■ **Entries locating objects in images**
*-*-*

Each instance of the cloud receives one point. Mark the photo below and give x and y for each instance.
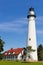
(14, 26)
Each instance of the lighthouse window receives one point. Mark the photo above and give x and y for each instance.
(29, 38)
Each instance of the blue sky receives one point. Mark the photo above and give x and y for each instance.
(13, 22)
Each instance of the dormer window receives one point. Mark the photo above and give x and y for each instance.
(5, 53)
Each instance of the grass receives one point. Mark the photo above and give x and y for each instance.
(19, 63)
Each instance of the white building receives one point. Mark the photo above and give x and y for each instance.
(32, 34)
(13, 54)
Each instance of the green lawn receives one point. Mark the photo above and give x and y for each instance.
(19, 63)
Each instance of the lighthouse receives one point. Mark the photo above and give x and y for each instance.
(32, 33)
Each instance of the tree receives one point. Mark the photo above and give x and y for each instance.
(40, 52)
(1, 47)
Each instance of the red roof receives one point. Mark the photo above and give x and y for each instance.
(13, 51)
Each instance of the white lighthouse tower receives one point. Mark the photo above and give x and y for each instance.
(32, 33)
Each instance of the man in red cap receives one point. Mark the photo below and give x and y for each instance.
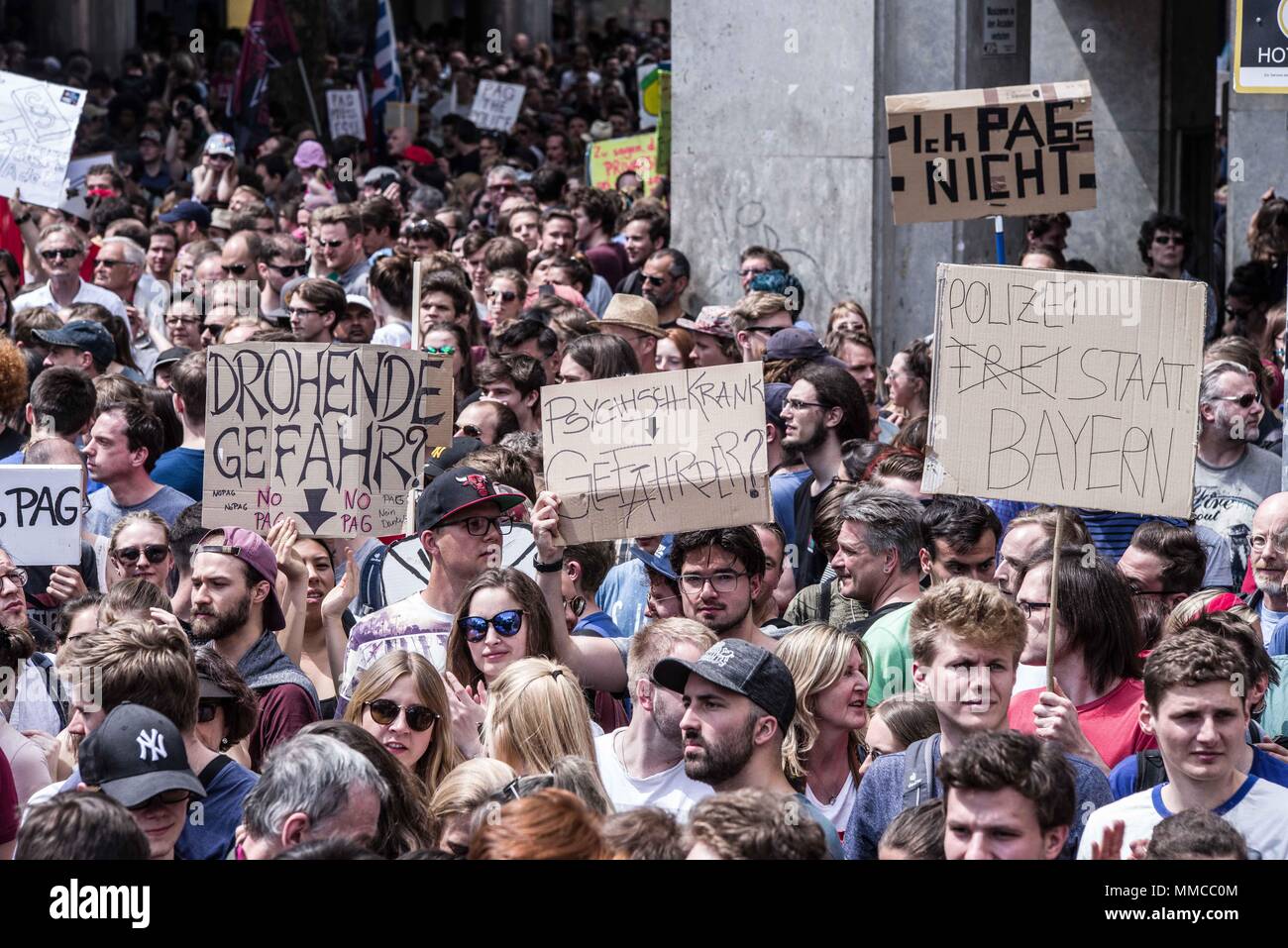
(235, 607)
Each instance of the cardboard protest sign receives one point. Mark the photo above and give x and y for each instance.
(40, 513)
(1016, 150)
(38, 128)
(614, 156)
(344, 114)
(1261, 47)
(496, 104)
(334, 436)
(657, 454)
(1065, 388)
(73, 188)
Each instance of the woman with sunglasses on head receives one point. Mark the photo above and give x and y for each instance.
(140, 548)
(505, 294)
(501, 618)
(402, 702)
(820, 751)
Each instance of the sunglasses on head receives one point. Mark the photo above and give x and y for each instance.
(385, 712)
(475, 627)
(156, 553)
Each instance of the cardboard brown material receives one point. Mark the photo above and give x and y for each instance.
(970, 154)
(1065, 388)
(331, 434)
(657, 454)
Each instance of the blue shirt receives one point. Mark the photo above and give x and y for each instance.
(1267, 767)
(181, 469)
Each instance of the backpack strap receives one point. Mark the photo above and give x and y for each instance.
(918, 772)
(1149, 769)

*-*-*

■ **Exercise goal**
Lay out every line of the entries above as a numbered list, leaving out blank lines and the pictures.

■ **Expected answer**
1. Each instance of the cloud receives one point. Mark the photo below and give x and y for each instance.
2. (14, 26)
3. Each instance of the lighthouse window receives one point. Mark the photo above and give x and y for each instance.
4. (29, 38)
5. Each instance of the blue sky receives one point. Mark the photo above and give x and y for each instance.
6. (13, 22)
7. Each instance of the dormer window receives one point. Mark the photo above and give x and y for each instance.
8. (5, 53)
9. Each instance of the grass receives one point. Mark the photo above and give x and y for each instance.
10. (19, 63)
11. Each instance of the white building receives one point. Mark the photo above and give x and y for each instance.
12. (32, 34)
13. (13, 54)
14. Each instance of the green lawn receives one point. Mark the photo above and give x and y for each instance.
15. (19, 63)
16. Each instance of the lighthouse receives one point. Mark the photo above and give x and y for each instance.
17. (32, 33)
18. Each instance of the tree receives one point. Mark the photo above and give x and y for each instance.
19. (40, 52)
20. (1, 47)
21. Each instance of the red roof receives one point. Mark the photo above and give x and y for each instance.
22. (13, 51)
23. Each instance of the white lighthouse tower receives one point. Mark the photo above and give x and y for each instance.
24. (32, 33)
25. Each instance of the man in red cap receives one point. Mark the photo below and give x and y for each instance.
26. (235, 607)
27. Each instance of the cardboard protest sign receives one point. Mark the photo above and give x and y for each instance.
28. (40, 513)
29. (1016, 150)
30. (38, 128)
31. (614, 156)
32. (344, 114)
33. (1261, 47)
34. (496, 104)
35. (334, 436)
36. (657, 454)
37. (1065, 388)
38. (73, 188)
39. Each instance of the woman with sunglasses on head receives one point. Mark the photo above and give x and y for each instance.
40. (140, 548)
41. (505, 294)
42. (501, 618)
43. (402, 702)
44. (820, 751)
45. Each instance of the sunglasses on head receives one point. Mark the photo above and give x and y for each instance.
46. (385, 712)
47. (475, 627)
48. (156, 553)
49. Each instance of the cardboard brown material receives one point. Mark the photo above and give x and y for each instance.
50. (970, 154)
51. (1065, 388)
52. (331, 434)
53. (657, 454)
54. Each instance of the blue shirt receives one point. Mark the photo above and give x and y for each instance.
55. (1267, 767)
56. (181, 469)
57. Each instance of the backpack strap receives one point. Mark the photo above and give x and y for each instance.
58. (918, 772)
59. (1149, 769)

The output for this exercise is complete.